● **SUPPLIED DATA**
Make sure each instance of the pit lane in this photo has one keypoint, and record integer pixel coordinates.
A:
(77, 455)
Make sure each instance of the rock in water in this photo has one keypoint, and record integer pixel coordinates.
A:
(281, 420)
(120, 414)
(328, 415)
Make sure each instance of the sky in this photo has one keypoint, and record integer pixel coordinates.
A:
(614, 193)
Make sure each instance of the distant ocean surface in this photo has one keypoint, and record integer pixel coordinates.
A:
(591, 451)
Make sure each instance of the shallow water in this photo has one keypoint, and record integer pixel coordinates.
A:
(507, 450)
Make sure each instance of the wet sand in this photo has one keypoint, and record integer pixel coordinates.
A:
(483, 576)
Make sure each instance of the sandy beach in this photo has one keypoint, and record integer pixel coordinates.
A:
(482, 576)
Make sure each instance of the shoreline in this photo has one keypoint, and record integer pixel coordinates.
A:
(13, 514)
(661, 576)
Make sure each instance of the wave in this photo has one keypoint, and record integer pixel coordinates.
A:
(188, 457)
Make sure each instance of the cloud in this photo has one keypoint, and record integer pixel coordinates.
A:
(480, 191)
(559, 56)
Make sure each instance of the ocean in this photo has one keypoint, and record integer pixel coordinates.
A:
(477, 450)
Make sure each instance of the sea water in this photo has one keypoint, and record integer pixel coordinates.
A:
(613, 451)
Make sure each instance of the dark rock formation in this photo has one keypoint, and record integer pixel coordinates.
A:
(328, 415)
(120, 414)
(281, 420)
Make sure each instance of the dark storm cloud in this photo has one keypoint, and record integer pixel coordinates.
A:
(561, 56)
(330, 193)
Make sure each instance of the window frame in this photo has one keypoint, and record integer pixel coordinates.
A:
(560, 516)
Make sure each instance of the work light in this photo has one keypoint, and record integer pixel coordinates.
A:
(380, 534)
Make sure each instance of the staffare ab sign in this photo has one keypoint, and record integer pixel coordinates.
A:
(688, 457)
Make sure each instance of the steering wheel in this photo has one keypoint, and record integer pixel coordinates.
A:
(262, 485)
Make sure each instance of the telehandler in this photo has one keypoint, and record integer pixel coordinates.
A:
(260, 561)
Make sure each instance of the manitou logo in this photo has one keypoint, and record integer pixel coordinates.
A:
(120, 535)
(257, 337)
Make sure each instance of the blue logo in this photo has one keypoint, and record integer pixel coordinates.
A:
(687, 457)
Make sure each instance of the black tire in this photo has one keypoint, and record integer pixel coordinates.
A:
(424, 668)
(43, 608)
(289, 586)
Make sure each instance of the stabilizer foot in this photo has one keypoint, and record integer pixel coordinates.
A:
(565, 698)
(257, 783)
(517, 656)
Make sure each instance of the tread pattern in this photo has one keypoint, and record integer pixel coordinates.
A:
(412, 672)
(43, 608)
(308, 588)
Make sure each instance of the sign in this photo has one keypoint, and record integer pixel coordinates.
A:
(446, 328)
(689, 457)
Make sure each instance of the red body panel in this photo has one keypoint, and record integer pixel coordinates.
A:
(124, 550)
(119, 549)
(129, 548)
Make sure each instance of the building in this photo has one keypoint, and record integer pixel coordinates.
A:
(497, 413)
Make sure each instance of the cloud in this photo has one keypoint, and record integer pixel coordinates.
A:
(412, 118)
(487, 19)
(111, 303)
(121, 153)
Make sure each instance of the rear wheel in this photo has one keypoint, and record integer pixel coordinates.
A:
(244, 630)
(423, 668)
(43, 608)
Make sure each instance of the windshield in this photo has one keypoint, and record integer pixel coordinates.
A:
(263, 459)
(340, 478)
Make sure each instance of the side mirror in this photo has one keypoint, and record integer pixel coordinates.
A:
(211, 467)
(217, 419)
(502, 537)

● **ASSIGNED TASK**
Give the data again, exactly as it stands.

● **OUTPUT BELOW**
Make sure each instance of the pit lane in this photo has one keypoint, and record integer pixel coordinates.
A:
(77, 455)
Make sure each instance of the rock in water in this photo has one keypoint, and record integer pixel coordinates.
A:
(281, 420)
(120, 414)
(328, 415)
Make sure each instance of the sky in this photo has one keypoint, and record integer pixel coordinates.
A:
(614, 193)
Make sure each instance of the distant ocean surface in this photo has one keypoint, and record integer pixel coordinates.
A:
(591, 451)
Make sure each instance of the shallow water in this photo has one keypoint, and record integer pixel coordinates.
A:
(507, 450)
Make sure each instance of the wet sand in this photo has one keypoint, and record integer pixel coordinates.
A:
(483, 576)
Make sure each instance of the sandy beach in this photo has one keypoint, and record integer pixel coordinates.
A:
(482, 576)
Make sure each instance of the shoreline in this photo has one keypoint, and record integer pixel coordinates.
A:
(13, 514)
(661, 576)
Make sure each instance of the wave in this photo has one keypoint, and record integer pixel coordinates.
A:
(188, 457)
Make sure each instance of the cloud in this photo has one keypoint, and record integer pixel coordinates.
A:
(480, 191)
(559, 56)
Make sure each instance of the ocean in this photo has one keypoint, and record integer pixel coordinates.
A:
(477, 450)
Make sure each instance of the sea water in this photo has one keypoint, and record integer pixel coordinates.
A:
(613, 451)
Make sure each instance of the dark rock formation in this photo has one keypoint, and record integer pixel coordinates.
A:
(328, 415)
(120, 414)
(281, 420)
Make sure each instance of the dark storm cloud in this photo has one keypoint, and record integer pixel coordinates.
A:
(561, 56)
(330, 193)
Make sure each instance of the window frame in this photo has one keypoint, and record integer pixel coordinates.
A:
(560, 516)
Make sure each instance of the work light in this photo has one keypoint, and record integer pixel coordinates.
A:
(380, 534)
Make sure each instance of the staffare ab sign in this photo has one keypoint, and record integer pixel coordinates.
A:
(688, 457)
Make sure each instance of the steering wheel in this photo has one keypoint, and record integer pixel coordinates.
A:
(262, 485)
Make sure each instance of the telehandler in this photo has one keypoint, and record integer pixel coordinates.
A:
(260, 561)
Make sure each instance of the manitou logo in this photo has one keypoint, and record integer pixel coordinates.
A:
(120, 535)
(257, 337)
Make sure each instance of the blue logo in this photo has one keypoint, and record integer pixel coordinates.
A:
(687, 457)
Make sure each instance of the black tire in this photo has one keypoint, and record integer pixel coordinates.
A:
(424, 668)
(43, 608)
(289, 586)
Make sure each instance of the stabilizer foot in this photo has one keypoint, and record integer pixel coordinates.
A:
(565, 698)
(257, 783)
(517, 656)
Make sure each instance of the tread pattern in this photo has one keypoint, and record integer pixel coordinates.
A:
(412, 672)
(43, 608)
(308, 588)
Make sure each instance of the sign in this photo has one keypoint, and record integer pixel coordinates.
A:
(446, 328)
(689, 457)
Make sure each instance of the red body panel in this photo has one keypoint, and record integer pixel coordinates.
A:
(124, 550)
(119, 549)
(129, 548)
Make sure each instance of the building in this photo has one keypoint, and record integer pixel coordinates.
A:
(497, 413)
Make sure each instance of the cloud in this photo has one keypoint, and record integer pixel coordinates.
A:
(412, 118)
(487, 19)
(111, 303)
(121, 153)
Make sure each instance of the rear wheel in this photo has one keypoint, and record integer pixel coordinates.
A:
(244, 630)
(423, 668)
(43, 608)
Make sure each instance of the windshield in this photo has one keypoint, and record integer pixel coordinates.
A:
(263, 459)
(340, 478)
Make sure each instance of the side mirror in this photo has one keypoint, and record integer pixel coordinates.
A:
(211, 467)
(217, 419)
(502, 537)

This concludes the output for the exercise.